STATED GOAL:
Could you continue the news article on APFA's call for a long-stop on advice liabilities, starting right after its final paragraph?

Mass-market advice stifled by lack of long-stop, says APFA

Introducing a long-stop on advice complaints is the best way to get advisers involved in pensions freedom simplified advice, a panel of MPs were told. Jenna Towler reports

A long-stop on advice liabilities must be introduced to ensure a properly functioning mass-market model can thrive, according to the Association of Professional Financial Advisers (APFA).

Director general Chris Hannant told members of the Work and Pensions Committee the fear of opened ended liability made advisers reluctant to get involved in simplified advice despite pensions freedom creating a greater demand for less sophisticated advice.

Hannant said most of the clients APFA’s members deal with have retirement plans in place and were “more worried about planning for IHT than a basic income for retirement”.

However, he added there was more the profession could do to develop low-cost advice solutions for the mass-market.

“There are firms out there developing telephone-based services but the traditional advice model is costly.

“It is the Saville Row of tailoring where as we need an M&S type offering [for the mass-market].

“One of the fundamental cost drivers for a financial firms is the liability that is attached for getting it wrong. That is the number one concern for the larger firms who could offer a broader-based service.

“That comes down to Financial Services Compensation Scheme (FSCS) levies, Financial Ombudsman Service, and lack of a long-stop.”

MATERIAL PROVIDED:

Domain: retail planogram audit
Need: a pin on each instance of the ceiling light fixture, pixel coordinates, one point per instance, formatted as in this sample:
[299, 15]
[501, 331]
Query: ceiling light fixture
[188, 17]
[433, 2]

REPLY TO THE TASK:
He said while the Treasury and regulator’s Financial Advice Market Review was looking to establish a framework for the development of a mass-market solution it would need to first address the issue of liabilities that are forever attached to advice.

Hannant also said the current regulatory system is geared up to “regulate on the sale of a product but advisers are providing advice as a service”.

“We do have a problem with distinction between different types of advice. And between advice and guidance.”

He also said here had been incidents where an adviser had, for example, set up a self-invested personal pension, the client had then undertaken their own investments but the adviser had still been held responsible.

“There is no time limit on which a complaint can be brought to the ombudsman. There are long tail liabilities.”

Hannant added the way the FSCS is funded needed a “fundamental hard looking at”.

Trouble ahead

He also said many advisers can foresee problems “further down the line” as pensions freedom beds in over the coming years.

“Everyone is saying things have gone reasonably well, they haven’t fallen over.

“But the biggest concern among my members is that they foresee problems further down the track. We won’t know until five or ten years down the track [if the reforms have been a success],” commented Hannant.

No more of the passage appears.